Coordinate annotation lines —
··········

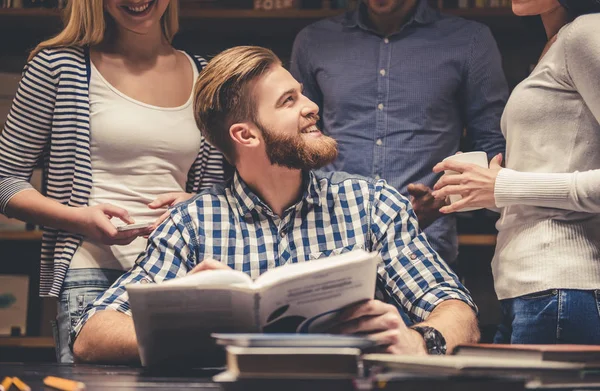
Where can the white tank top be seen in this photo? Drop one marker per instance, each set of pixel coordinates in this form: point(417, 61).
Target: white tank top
point(138, 151)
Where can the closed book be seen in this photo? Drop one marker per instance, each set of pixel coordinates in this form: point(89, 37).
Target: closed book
point(537, 373)
point(294, 340)
point(589, 354)
point(292, 362)
point(399, 381)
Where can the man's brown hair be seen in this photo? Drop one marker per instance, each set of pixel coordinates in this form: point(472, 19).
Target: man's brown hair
point(222, 97)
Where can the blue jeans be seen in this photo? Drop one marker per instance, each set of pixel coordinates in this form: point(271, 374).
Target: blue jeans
point(556, 316)
point(81, 287)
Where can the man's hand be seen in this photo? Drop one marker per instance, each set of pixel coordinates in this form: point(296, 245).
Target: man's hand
point(209, 264)
point(382, 322)
point(425, 205)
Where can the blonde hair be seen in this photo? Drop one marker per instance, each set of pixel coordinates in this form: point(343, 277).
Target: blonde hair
point(221, 94)
point(86, 25)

··········

TASK TO CARRY OUT — Retype all of the lines above word for word, leaving out the pictures.

COMPLETED EXERCISE —
Where can the white tank top be seen in this photo? Drop one marker per instance, each set of pixel coordinates in this form: point(417, 61).
Target: white tank top
point(138, 151)
Where can the closed book be seen in this photo? Drop one marker per instance, each set of pixel coordinates in this form: point(89, 37).
Target: closed book
point(537, 373)
point(294, 340)
point(589, 354)
point(292, 362)
point(399, 381)
Where can the man's brown hair be seen in this photo? Drop one marker per instance, each set of pixel coordinates in this form: point(472, 19).
Target: man's brown hair
point(222, 97)
Where can the blue jeans be seen in this photo? Drop one marker per instance, each set of pixel coordinates in this form: point(271, 374).
Target: blue jeans
point(556, 316)
point(81, 287)
Where can the man's hand be seen in this photo? Drop one marker per instance, each set of pixel coordinates in this form: point(296, 245).
Target: man's hand
point(209, 264)
point(382, 322)
point(425, 205)
Where can the blonde hair be seen in this photo? Drop one marker per instance, each set of pixel coordinates in this form: point(343, 277).
Target: blonde hair
point(221, 94)
point(86, 25)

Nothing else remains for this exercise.